In respect of a Bank Acceptance Draft, (a) Bank Acceptance Draft Agreement; and (b) any other related documents which may be executed by the Customer.
In respect of an Account Receivable Financing or Account Payable Financing, (a)

 
 

 

Application Letter; and (b) any other related documents which may be executed by the Customer.
In respect of an Import or Export Financing, (a) Application Letter; and (b) any other related documents which may be executed by the Customer.

3. CONDITIONS PRECEDENT

3.1 Unless otherwise expressly provided in the Facility Agreement or any Ancillary Documents, any and each utilization of the Facility must satisfy any and all of the general conditions precedent listed in the Schedule to these Terms and Conditions to the satisfaction of the Bank.

4. DRAWDOWN AND TERMS FOR ADVANCES

4.1 In respect of each Advance, the Customer shall provide a Notice for Drawdown to the Bank not less than two (2) business days before the date of the proposed drawdown. In each Notice for Drawdown, the Customer shall set out (a) proposed drawdown date; (b) proposed drawdown amount; and (c) repayment date for the proposed drawdown. Once the Bank receives the Notice for Drawdown, the Customer shall not cancel the proposed drawdown; and, if the Customer cancels drawdown after such notice, the Customer shall pay to the Bank all costs, expenses and/or losses incurred by the Bank from such cancellation.

**RECORDED DATA**.
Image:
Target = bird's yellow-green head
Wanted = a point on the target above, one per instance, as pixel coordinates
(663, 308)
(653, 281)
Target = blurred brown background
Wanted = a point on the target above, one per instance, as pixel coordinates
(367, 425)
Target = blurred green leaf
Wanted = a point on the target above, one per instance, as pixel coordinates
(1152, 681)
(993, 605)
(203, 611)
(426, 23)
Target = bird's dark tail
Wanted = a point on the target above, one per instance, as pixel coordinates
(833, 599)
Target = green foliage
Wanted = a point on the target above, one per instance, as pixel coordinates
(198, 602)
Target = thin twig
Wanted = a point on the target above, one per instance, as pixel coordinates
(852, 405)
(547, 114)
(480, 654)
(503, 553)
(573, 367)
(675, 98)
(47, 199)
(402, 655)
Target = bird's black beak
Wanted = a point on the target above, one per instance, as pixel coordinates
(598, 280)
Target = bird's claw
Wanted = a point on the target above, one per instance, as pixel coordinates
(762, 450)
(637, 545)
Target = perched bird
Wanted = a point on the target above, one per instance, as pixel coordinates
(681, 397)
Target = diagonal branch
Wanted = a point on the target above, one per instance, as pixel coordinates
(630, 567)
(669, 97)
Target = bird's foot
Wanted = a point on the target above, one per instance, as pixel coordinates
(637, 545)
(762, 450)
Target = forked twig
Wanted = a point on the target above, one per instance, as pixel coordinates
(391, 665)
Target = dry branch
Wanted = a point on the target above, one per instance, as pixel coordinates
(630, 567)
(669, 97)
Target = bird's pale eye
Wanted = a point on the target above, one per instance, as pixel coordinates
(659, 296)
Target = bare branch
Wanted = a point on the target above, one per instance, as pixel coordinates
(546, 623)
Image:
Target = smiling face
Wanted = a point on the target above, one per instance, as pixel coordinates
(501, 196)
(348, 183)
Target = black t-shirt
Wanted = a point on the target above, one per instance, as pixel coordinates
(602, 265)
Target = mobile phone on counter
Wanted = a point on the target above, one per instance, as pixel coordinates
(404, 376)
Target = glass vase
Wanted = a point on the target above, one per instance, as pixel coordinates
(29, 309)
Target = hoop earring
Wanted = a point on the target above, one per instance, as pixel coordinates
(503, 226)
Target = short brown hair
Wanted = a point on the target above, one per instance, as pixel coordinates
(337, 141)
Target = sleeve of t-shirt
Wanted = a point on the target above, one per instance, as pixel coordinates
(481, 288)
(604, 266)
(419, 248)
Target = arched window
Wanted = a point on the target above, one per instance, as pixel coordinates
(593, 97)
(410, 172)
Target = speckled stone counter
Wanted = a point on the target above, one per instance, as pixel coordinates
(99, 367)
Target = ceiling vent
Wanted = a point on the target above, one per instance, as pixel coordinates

**GIVEN EXERCISE 1**. List the details that, according to the bank facility terms, the Customer must set out in each Notice for Drawdown.
**GIVEN EXERCISE 2**. Pick up the bank facility terms right after their last sentence and keep writing.
The material comes from a separate source and has no connection to the bank facility terms.

**TASK ANSWER 1**.
- Proposed drawdown date
- Proposed drawdown amount
- Repayment date for the proposed drawdown

**TASK ANSWER 2**.
4.2 In respect of each Advance, the Bank will send to the Customer a confirmation advice (each a “Confirmation Advice”). The Confirmation Advice shall set out such details as the Bank may select. The Confirmation Advice (or, if there is none, the internal records [whether in document or electronic form] of the Bank) shall be conclusive evidence as against the Customer of the terms upon which any Advance is made save for manifest error.

5. REPAYMENT OF ADVANCES AND INTEREST

5.1 Subject to Clause 5.2, the Customer shall repay each Advance in full together with accrued interests and all other amounts in respect of such Advance on the repayment date as specified in relevant Notice for Drawdown. If the repayment date is not a business day, then the repayment shall be made on the immediately following business day (and interest shall be adjusted accordingly) unless that day falls in the next calendar month, in which case repayment shall be made on the immediately preceding business day. Any amount repaid in accordance with this Clause may be re-borrowed by the Customer pursuant to the terms and conditions under this Agreement.

5.2 The Customer may request the Bank to rollover part or all of principal amount of an Advance due for repayment by providing to the Bank a new Notice for Drawdown not less than two (2) business days before the repayment date.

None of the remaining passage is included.